BEGIN READING TEXT
2. Sync manifest provenance

Files: src/cluster/sync.rsParquetFileManifest, build_manifest

Each row in the sync manifest now includes:

origin_node_id: Option<u64>   // omitted in JSON from older peers → deserializes as None

build_manifest fills this from metadata (get_parquet_files_with_times), so authoring node is visible to remote callers without inferring only from the file path.

Backward compatibility: Peers that omit origin_node_id still work: repair logic falls back to the flush naming convention (_n{node_id}_ in the filename). Helpers: manifest_entry_matches_origin, parquet_path_suggests_origin.


3. Canonical bucket content hash

Files: src/cluster/data_hash.rscompute_bucket_hash, BucketHashResponse

For a given (database, retention policy, measurement, bucket_start_nanos, bucket_duration_nanos, origin_node_id):

  1. Select Parquet files whose metadata origin equals origin_node_id and whose min_time falls in [bucket_start, bucket_start + bucket_duration).
  2. If none match → response hash "empty", file_count: 0.
  3. Otherwise read each file from storage, merge Arrow batches, sort canonically by time (then column order), serialize to Arrow IPC stream bytes, SHA-256 hex digest.

The same function runs locally and behind GET /internal/bucket-hash so both sides use identical semantics when durations and parameters match.


4. Verified compaction (multi-origin buckets)

File: src/application/compaction_service.rsverified_compact

When it runs: After each periodic compact() tick, if the node was bootstrapped with cluster membership (with_verified_compaction in src/bootstrap.rs).

Age gate: Only buckets with data older than verified_compaction_age_secs (default 3600s) participate—avoid fighting the in-memory / WAL tail.

Algorithm (per measurement):

  1. Group local files by (time_bucket, origin_node_id).
  2. For each remote origin present in that bucket’s map, resolve the peer address from membership, compute local hash via compute_bucket_hash, fetch remote hash from GET /internal/bucket-hash (including bucket_duration_nanos aligned with local compaction config).
  3. On mismatch, fetch_and_replace_origin_data: remove local files for that origin in that bucket, pull the peer’s manifest, download matching Parquet via /internal/sync/parquet/... only for manifest rows that match the origin (manifest_entry_matches_origin).
END READING TEXT
» **WHAT THE EXERCISE ASKS**
In the cluster sync notes above, why does the same hashing function run both locally and behind GET /internal/bucket-hash? Answer in one to three sentences. The material after this point comes from a separate source.
BEGIN DATA
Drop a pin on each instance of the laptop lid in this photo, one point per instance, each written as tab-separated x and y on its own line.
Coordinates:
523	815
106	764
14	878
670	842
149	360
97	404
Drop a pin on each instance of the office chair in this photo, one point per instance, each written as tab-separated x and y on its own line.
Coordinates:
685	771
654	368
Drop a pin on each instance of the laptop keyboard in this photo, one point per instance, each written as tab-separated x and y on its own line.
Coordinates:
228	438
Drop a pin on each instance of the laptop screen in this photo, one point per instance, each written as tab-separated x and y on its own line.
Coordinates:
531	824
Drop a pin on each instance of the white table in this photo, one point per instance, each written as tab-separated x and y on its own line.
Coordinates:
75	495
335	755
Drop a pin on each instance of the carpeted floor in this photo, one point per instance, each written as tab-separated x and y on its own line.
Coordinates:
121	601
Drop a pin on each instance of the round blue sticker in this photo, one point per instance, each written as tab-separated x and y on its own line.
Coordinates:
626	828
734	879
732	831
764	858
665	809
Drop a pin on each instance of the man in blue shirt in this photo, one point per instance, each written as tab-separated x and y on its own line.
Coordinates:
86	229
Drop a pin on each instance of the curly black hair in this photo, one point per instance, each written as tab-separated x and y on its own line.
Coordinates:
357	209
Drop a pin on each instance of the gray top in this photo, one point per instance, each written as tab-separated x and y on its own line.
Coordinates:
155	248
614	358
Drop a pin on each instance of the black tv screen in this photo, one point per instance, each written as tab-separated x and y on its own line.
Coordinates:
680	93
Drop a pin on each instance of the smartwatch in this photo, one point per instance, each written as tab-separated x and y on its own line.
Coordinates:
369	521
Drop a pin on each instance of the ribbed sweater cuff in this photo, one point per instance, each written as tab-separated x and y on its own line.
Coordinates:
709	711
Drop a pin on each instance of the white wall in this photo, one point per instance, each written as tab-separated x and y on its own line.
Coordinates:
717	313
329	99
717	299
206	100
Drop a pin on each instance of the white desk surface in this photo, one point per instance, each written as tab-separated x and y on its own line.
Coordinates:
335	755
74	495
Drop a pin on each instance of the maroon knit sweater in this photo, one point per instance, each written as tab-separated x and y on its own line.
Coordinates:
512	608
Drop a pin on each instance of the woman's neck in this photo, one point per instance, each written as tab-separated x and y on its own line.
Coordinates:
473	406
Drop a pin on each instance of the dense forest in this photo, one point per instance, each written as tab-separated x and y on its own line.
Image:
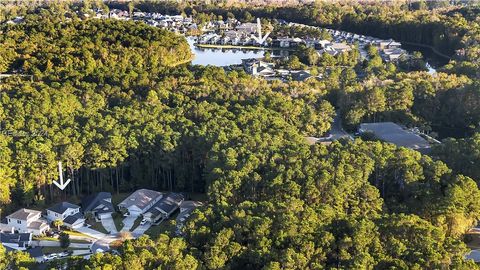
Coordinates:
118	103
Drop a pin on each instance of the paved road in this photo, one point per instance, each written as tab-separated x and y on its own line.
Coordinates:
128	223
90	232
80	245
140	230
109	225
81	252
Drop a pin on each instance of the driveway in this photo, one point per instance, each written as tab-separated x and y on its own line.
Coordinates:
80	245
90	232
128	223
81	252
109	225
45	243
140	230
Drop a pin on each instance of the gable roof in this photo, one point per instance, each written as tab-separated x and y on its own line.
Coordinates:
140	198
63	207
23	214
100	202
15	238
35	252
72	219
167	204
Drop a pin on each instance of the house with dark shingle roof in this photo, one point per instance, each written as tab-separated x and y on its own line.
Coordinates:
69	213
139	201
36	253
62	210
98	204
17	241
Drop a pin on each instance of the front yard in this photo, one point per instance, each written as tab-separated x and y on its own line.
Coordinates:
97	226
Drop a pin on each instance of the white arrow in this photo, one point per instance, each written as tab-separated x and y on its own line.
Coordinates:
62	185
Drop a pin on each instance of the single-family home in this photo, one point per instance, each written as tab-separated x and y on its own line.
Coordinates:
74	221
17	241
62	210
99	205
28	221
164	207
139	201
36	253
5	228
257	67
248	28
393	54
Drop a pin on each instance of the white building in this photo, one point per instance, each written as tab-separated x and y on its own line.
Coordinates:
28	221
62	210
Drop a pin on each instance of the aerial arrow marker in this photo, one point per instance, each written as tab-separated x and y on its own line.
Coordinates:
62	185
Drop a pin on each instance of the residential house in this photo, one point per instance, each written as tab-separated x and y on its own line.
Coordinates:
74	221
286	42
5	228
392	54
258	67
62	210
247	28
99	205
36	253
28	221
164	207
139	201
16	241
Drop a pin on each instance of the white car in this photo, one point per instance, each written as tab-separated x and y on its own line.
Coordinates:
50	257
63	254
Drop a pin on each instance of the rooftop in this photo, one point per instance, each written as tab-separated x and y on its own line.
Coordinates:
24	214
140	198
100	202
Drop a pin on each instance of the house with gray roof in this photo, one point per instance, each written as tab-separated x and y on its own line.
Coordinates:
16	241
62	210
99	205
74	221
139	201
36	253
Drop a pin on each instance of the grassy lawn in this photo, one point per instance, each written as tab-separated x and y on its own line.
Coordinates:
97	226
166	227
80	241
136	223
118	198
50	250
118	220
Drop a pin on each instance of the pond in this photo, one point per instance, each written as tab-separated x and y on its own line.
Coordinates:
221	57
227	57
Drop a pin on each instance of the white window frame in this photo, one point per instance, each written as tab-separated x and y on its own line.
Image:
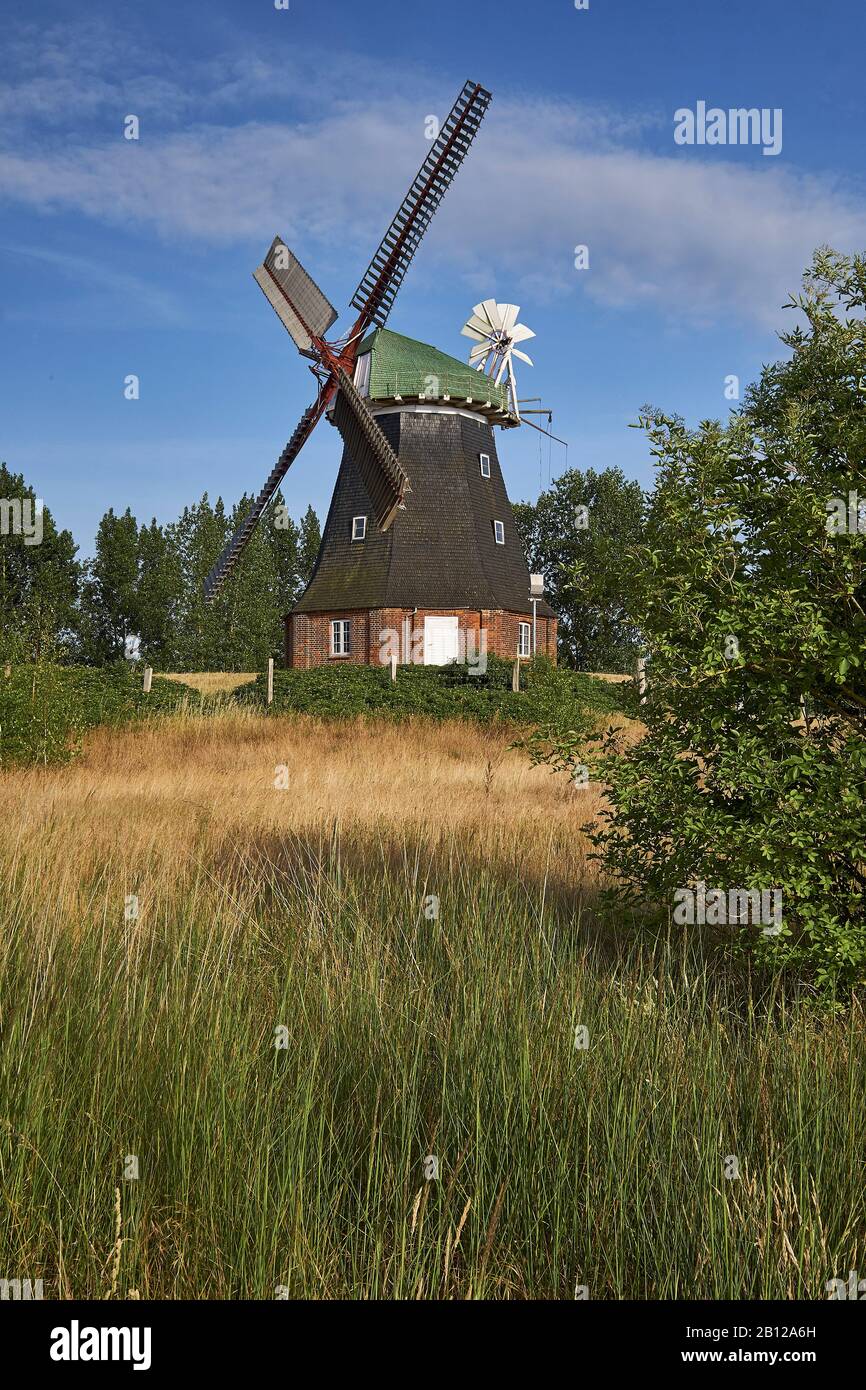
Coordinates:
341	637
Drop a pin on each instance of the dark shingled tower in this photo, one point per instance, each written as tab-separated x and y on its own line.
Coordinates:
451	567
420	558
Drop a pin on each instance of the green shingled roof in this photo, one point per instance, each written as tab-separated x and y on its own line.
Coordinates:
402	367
END DATA
» **ANSWER TO THIS TASK**
It runs in both places so that the local node and the remote peer apply identical semantics when they compute a bucket hash, as long as the durations and parameters match.